= Input records =
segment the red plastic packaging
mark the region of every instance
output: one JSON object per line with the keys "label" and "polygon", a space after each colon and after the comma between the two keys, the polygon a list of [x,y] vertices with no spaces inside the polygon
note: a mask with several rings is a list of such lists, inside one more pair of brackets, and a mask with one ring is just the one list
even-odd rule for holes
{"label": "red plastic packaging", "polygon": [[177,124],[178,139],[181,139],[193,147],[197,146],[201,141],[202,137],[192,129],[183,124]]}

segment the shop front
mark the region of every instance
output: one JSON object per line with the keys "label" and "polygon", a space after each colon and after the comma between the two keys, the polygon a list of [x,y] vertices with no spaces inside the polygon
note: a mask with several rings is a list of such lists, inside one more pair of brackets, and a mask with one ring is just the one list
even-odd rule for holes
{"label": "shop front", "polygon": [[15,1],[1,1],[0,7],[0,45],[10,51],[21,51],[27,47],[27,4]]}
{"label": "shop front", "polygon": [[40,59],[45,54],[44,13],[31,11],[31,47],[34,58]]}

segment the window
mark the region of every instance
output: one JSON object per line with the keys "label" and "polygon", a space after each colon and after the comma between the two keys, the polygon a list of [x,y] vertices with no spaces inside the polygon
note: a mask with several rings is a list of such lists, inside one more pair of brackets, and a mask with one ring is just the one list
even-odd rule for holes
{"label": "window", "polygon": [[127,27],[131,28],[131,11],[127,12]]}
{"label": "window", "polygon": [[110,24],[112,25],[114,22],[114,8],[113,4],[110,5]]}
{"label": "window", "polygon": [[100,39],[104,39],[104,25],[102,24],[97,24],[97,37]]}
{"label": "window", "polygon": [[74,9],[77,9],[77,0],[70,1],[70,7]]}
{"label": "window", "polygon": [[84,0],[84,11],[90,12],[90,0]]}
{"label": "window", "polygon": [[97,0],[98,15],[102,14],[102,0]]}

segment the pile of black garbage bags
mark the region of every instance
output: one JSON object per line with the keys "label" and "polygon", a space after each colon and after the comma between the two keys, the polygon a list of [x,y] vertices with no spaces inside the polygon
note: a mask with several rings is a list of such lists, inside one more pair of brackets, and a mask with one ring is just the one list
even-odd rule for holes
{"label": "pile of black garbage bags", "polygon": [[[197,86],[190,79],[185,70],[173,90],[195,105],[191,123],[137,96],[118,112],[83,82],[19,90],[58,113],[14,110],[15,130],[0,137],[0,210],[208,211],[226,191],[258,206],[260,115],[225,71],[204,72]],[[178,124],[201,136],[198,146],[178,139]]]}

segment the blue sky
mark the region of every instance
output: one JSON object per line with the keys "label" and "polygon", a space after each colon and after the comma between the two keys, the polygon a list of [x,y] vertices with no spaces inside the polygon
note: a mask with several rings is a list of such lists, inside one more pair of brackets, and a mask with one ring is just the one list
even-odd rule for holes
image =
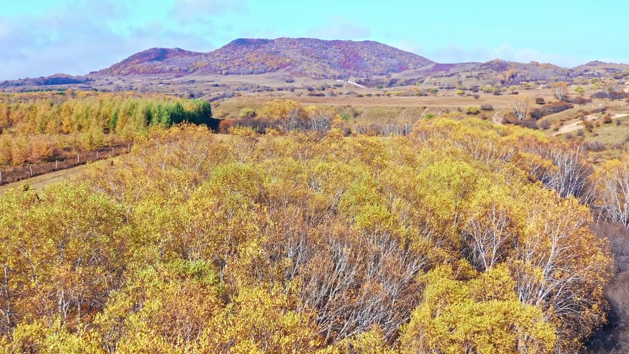
{"label": "blue sky", "polygon": [[[0,79],[86,74],[154,47],[371,40],[439,62],[629,62],[626,0],[0,0]],[[582,5],[581,5],[582,4]]]}

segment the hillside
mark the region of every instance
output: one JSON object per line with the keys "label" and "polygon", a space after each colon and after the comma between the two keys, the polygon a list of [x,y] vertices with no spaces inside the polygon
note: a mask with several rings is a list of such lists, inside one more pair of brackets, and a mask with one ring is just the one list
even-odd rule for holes
{"label": "hillside", "polygon": [[316,78],[384,75],[433,62],[373,41],[240,38],[209,53],[154,48],[99,72],[109,75],[192,73],[263,74],[288,68]]}

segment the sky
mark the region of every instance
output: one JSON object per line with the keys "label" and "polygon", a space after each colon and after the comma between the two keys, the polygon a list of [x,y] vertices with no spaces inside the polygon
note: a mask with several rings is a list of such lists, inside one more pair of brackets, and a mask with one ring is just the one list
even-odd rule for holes
{"label": "sky", "polygon": [[375,40],[442,63],[629,63],[629,1],[601,4],[0,0],[0,79],[86,74],[149,48],[209,52],[238,38]]}

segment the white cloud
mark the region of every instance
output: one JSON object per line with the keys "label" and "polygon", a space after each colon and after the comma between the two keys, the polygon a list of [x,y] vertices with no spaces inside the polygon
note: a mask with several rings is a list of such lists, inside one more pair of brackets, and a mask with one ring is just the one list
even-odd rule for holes
{"label": "white cloud", "polygon": [[155,22],[123,31],[116,27],[132,23],[133,15],[124,2],[117,0],[73,0],[41,15],[0,15],[0,79],[57,72],[85,74],[153,47],[207,51],[216,48],[213,39],[223,40],[218,26],[194,28]]}
{"label": "white cloud", "polygon": [[330,16],[325,25],[308,31],[308,35],[328,40],[369,39],[371,31],[353,20],[338,16]]}
{"label": "white cloud", "polygon": [[176,0],[172,14],[180,21],[199,20],[228,12],[248,12],[245,0]]}
{"label": "white cloud", "polygon": [[432,50],[425,50],[415,42],[409,41],[393,43],[394,47],[415,53],[439,63],[459,63],[466,62],[486,62],[495,59],[520,62],[551,63],[564,67],[573,67],[594,60],[608,62],[629,62],[629,59],[578,57],[554,53],[543,53],[528,48],[514,48],[509,44],[503,43],[493,49],[483,47],[463,49],[455,44],[450,44]]}

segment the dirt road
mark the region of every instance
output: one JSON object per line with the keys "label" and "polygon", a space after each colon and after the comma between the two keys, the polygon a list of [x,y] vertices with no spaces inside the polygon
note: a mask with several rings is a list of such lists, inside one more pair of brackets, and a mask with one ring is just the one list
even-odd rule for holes
{"label": "dirt road", "polygon": [[4,185],[0,186],[0,194],[3,194],[9,188],[19,186],[26,183],[30,185],[31,188],[33,189],[40,190],[48,185],[57,183],[75,177],[79,175],[81,171],[84,169],[87,166],[87,165],[86,164],[79,165],[67,169],[55,171],[50,173],[36,176],[32,178],[27,178],[13,183]]}
{"label": "dirt road", "polygon": [[[628,116],[629,116],[629,114],[628,113],[617,114],[613,115],[611,118],[612,119],[616,119],[616,118],[623,118]],[[591,119],[588,119],[588,120],[594,120],[594,119],[596,118],[594,118],[594,116],[593,116],[592,118]],[[552,136],[555,137],[557,135],[560,135],[561,134],[565,134],[566,133],[571,133],[572,132],[576,132],[582,128],[583,128],[583,125],[581,124],[581,121],[580,120],[576,119],[574,120],[571,120],[570,122],[566,122],[565,124],[562,125],[561,128],[559,128],[559,130],[553,133],[552,134]]]}

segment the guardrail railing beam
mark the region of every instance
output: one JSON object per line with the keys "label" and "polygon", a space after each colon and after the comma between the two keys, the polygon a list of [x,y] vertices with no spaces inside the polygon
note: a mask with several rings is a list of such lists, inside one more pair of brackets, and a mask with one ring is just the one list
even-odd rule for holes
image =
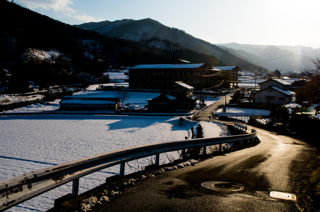
{"label": "guardrail railing beam", "polygon": [[78,193],[79,179],[88,174],[120,164],[119,177],[124,175],[125,163],[161,153],[254,139],[257,132],[239,135],[198,138],[147,144],[113,151],[33,171],[0,182],[0,212],[71,181],[73,196]]}
{"label": "guardrail railing beam", "polygon": [[72,197],[76,198],[79,195],[79,178],[77,178],[72,181]]}
{"label": "guardrail railing beam", "polygon": [[120,174],[119,175],[119,177],[120,178],[123,178],[124,177],[124,166],[125,165],[125,163],[123,163],[120,164]]}
{"label": "guardrail railing beam", "polygon": [[155,164],[156,165],[159,165],[159,160],[160,159],[160,154],[157,154],[156,155],[156,161],[155,162]]}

= Exercise =
Leave out the pictures, and give all the records again exactly.

= Correct response =
segment the red plastic packaging
mark the region of every instance
output: one JSON object per line with the keys "label" and "polygon", a space after each colon and after the comma between the two keys, the polygon a list of [x,y] vertices with no spaces inside the polygon
note: a mask with several rings is a list of such lists, inside one more pair of brackets, and a mask with one ring is just the one list
even-odd rule for holes
{"label": "red plastic packaging", "polygon": [[177,124],[178,139],[181,139],[193,147],[197,146],[201,141],[202,137],[192,129],[183,124]]}

segment the shop front
mark the region of every instance
output: one JSON object per line with the keys "label" and "polygon", a space after each colon and after the comma between the two keys, the polygon a list of [x,y] vertices with no spaces inside the polygon
note: a mask with several rings is a list of such lists, inside one more pair of brackets, and a mask with one ring is just the one list
even-odd rule for holes
{"label": "shop front", "polygon": [[15,1],[1,1],[0,7],[0,45],[10,51],[21,51],[27,47],[27,4]]}
{"label": "shop front", "polygon": [[40,59],[45,54],[44,13],[31,11],[31,47],[34,58]]}

segment the window
mark the region of every instance
output: one JSON object per line with the keys "label" and "polygon", a space after each colon and after the comma between the two keys, the polygon a list of [x,y] vertices with no spaces inside the polygon
note: a mask with several rings is a list of such lists, inside one more pair of brackets, and a mask with one ring is just the one list
even-odd rule for holes
{"label": "window", "polygon": [[127,27],[131,28],[131,11],[127,12]]}
{"label": "window", "polygon": [[110,24],[112,25],[114,22],[114,8],[113,4],[110,5]]}
{"label": "window", "polygon": [[100,39],[104,39],[104,25],[102,24],[97,24],[97,37]]}
{"label": "window", "polygon": [[74,9],[77,9],[77,0],[70,1],[70,7]]}
{"label": "window", "polygon": [[84,0],[84,11],[90,12],[90,0]]}
{"label": "window", "polygon": [[97,0],[98,15],[102,14],[102,0]]}

segment the pile of black garbage bags
mark the region of every instance
output: one JSON object per line with the keys "label" and "polygon", a space after each colon and after the comma between the two keys, the polygon a list of [x,y] vertices with no spaces inside the polygon
note: a mask with several rings is a list of such lists, inside one more pair of brackets, and a mask with one ring is just the one list
even-odd rule for holes
{"label": "pile of black garbage bags", "polygon": [[[197,86],[190,79],[185,70],[173,90],[195,105],[191,123],[137,96],[118,112],[83,82],[19,90],[58,113],[14,110],[15,130],[0,137],[0,210],[208,211],[226,191],[258,206],[260,115],[225,71],[204,72]],[[178,124],[201,136],[198,146],[178,139]]]}

segment the blue sky
mark the region of every instance
output: one JSON object per line with the keys "label" and "polygon", a space after each colon and after the comma between the two keys, the polygon a list of [x,y] vertices with no spaces inside the polygon
note: a mask with several rings is a list of such lists, inside one more pair of brackets, and a mask with one ring is just the one list
even-odd rule for holes
image =
{"label": "blue sky", "polygon": [[[0,79],[86,74],[154,47],[371,40],[439,62],[629,62],[626,0],[0,0]],[[582,5],[581,5],[582,4]]]}

segment the hillside
mark the region of every instance
output: one JSON object per line with the keys "label" and "polygon", a space after each colon and after the comma between the two keys, the polygon a list of [x,y] vertices with no spaces inside the polygon
note: a mask with several rings is a list of such lists, inside one more pair of brackets, and a mask with one ring is just the one list
even-odd rule for holes
{"label": "hillside", "polygon": [[316,78],[384,75],[433,62],[373,41],[240,38],[209,53],[154,48],[99,72],[109,75],[192,73],[263,74],[288,68]]}

segment the sky
mark the region of every instance
output: one JSON object per line with the keys "label" and "polygon", a space after each colon and after the comma between the two keys, the polygon a list of [x,y] vertices with no spaces inside the polygon
note: a mask with several rings is a list of such lists, inside one more pair of brackets, and a mask with one ring is just the one list
even-odd rule for holes
{"label": "sky", "polygon": [[375,40],[442,63],[629,63],[629,1],[601,4],[0,0],[0,79],[86,74],[149,48],[209,52],[238,38]]}

segment the white cloud
mark the region of every instance
output: one JSON object per line with the keys "label" and "polygon", a space after each colon and after the comma between the two keys, the polygon a list of [x,y] vertices with no spaces inside the polygon
note: a mask with several rings is a list of such lists, inside one more pair of brackets, and a mask with one ring is just the one list
even-odd rule for holes
{"label": "white cloud", "polygon": [[155,22],[123,31],[116,27],[132,23],[133,15],[124,2],[117,0],[73,0],[41,15],[0,15],[0,79],[57,72],[85,74],[153,47],[207,51],[216,48],[213,39],[223,40],[218,26],[194,28]]}
{"label": "white cloud", "polygon": [[330,16],[325,25],[308,31],[308,35],[328,40],[369,39],[371,31],[353,20],[338,16]]}
{"label": "white cloud", "polygon": [[176,0],[172,14],[180,21],[199,20],[228,12],[248,12],[245,0]]}
{"label": "white cloud", "polygon": [[432,50],[425,50],[415,42],[409,41],[393,43],[394,47],[415,53],[439,63],[459,63],[466,62],[486,62],[495,59],[520,62],[551,63],[564,67],[573,67],[594,60],[608,62],[629,62],[629,59],[578,57],[554,53],[543,53],[528,48],[514,48],[509,44],[503,43],[493,49],[483,47],[463,49],[455,44],[450,44]]}

segment the dirt road
mark the region of every instance
output: one JSON object per line with the keys "label" and "polygon", a space after each colon and after the comma between the two keys, the polygon a list of [x,y] vertices with no spaces inside the polygon
note: a mask with several rings is a list of such lists, inside one more pair of brackets, and a mask with one ring is just the one list
even-odd rule for holes
{"label": "dirt road", "polygon": [[4,185],[0,186],[0,194],[3,194],[9,188],[19,186],[26,183],[30,185],[31,188],[33,189],[40,190],[48,185],[57,183],[75,177],[79,175],[81,171],[84,169],[87,166],[87,165],[86,164],[79,165],[67,169],[55,171],[50,173],[36,176],[32,178],[27,178],[13,183]]}
{"label": "dirt road", "polygon": [[[628,116],[629,116],[629,114],[628,113],[617,114],[613,115],[611,118],[612,119],[616,119],[616,118],[623,118]],[[591,119],[588,119],[588,120],[594,120],[594,119],[596,118],[594,118],[594,116],[593,116],[592,118]],[[552,136],[555,137],[557,135],[560,135],[561,134],[565,134],[566,133],[571,133],[572,132],[576,132],[582,128],[583,128],[583,125],[581,124],[581,121],[580,120],[576,119],[574,120],[571,120],[570,122],[566,122],[565,124],[562,125],[561,128],[559,128],[559,130],[553,133],[552,134]]]}

segment the guardrail railing beam
mark the region of every instance
output: one JSON object per line with the keys "label" and "polygon", a space after each colon and after the comma between the two keys, the polygon a list of [x,y] vertices with no spaces inside the polygon
note: a mask with several rings is a list of such lists, inside one more pair of brackets, and a mask with one ring is just the one list
even-odd rule for holes
image =
{"label": "guardrail railing beam", "polygon": [[78,193],[79,179],[88,174],[120,164],[119,177],[124,175],[125,163],[161,153],[254,139],[257,132],[239,135],[198,138],[147,144],[113,151],[33,171],[0,182],[0,212],[71,181],[73,196]]}
{"label": "guardrail railing beam", "polygon": [[72,197],[76,198],[79,195],[79,178],[77,178],[72,181]]}
{"label": "guardrail railing beam", "polygon": [[120,174],[119,175],[119,177],[120,178],[123,178],[124,177],[124,166],[125,165],[125,163],[123,163],[120,164]]}
{"label": "guardrail railing beam", "polygon": [[155,164],[156,165],[159,165],[159,160],[160,159],[160,154],[157,154],[156,155],[156,161],[155,162]]}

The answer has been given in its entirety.